■ Given passage:

AST-based Analysis
Learn how Abstract Syntax Tree (AST) based analysis revolutionizes code duplication detection by analyzing code structure rather than plain text. Discover how Reson leverages AST to accurately identify duplicated code across different programming languages, handle literal changes, and ignore comments for precise detection.
Abstract Syntax Tree (AST) is a tree representation of the abstract syntactic structure of source code written in a programming language. AST-based analysis is a technique that analyzes the structure of the code rather than plain text to ensure precise duplication detection.

■ Requirement: Could you write the next part of the AST-based code duplication detection page, picking up after its last sentence?

■ Provided information:
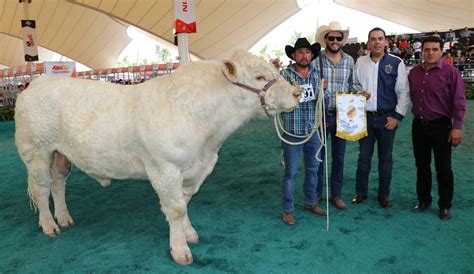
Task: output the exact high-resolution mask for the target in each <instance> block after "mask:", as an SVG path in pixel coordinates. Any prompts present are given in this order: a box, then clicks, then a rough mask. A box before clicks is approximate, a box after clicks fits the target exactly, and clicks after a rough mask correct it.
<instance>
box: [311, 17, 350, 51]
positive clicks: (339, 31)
mask: <svg viewBox="0 0 474 274" xmlns="http://www.w3.org/2000/svg"><path fill="white" fill-rule="evenodd" d="M332 31H339V32H341V33H342V35H343V36H344V39H342V44H343V45H344V44H345V43H346V42H347V38H348V37H349V27H348V28H347V29H346V30H343V29H342V28H341V24H339V22H331V23H329V26H326V25H322V26H320V27H319V28H318V31H316V42H318V43H320V44H321V45H326V40H325V36H326V35H327V34H328V33H330V32H332Z"/></svg>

■ Task response:
About AST
Consider the following code snippets in C languages:
#include <stdio.h>
int main() {
int a = 10;
int b = 20;
int c = a + b;
printf("Sum: %d\n", c);
return 0;
}
The AST representation of the code snippet above would look like this:
translation_unit: #include <stdio.h>
int main() {
int a = 10;
int b = 20;
int c = a + b;
printf("Sum: %d\n", c);
return 0;
}
preproc_include: #include <stdio.h>
#include: #include
system_lib_string: <stdio.h>
function_definition: int main() {
int a = 10;
int b = 20;
int c = a + b;
printf("Sum: %d\n", c);
return 0;
}
primitive_type: int
function_declarator: main()
identifier: main
parameter_list: ()
(: (
): )
compound_statement: {
int a = 10;
int b = 20;
int c = a + b;
printf("Sum: %d\n", c);
return 0;
}
{: {
declaration: int a = 10;
primitive_type: int
init_declarator: a = 10
identifier: a
=: =
number_literal: 10
;: ;
declaration: int b = 20;
primitive_type: int
init_declarator: b = 20
identifier: b
=: =
number_literal: 20
;: ;
declaration: int c = a + b;
primitive_type: int
init_declarator: c = a + b
identifier: c
=: =
binary_expression: a + b
identifier: a
+: +
identifier: b
;: ;
expression_statement: printf("Sum: %d\n", c);
call_expression: printf("Sum: %d\n", c)
identifier: printf
argument_list: ("Sum: %d\n", c)
(: (
string_literal: "Sum: %d\n"
": "
string_content: Sum: %d
escape_sequence: \n
": "
,: ,
identifier: c
): )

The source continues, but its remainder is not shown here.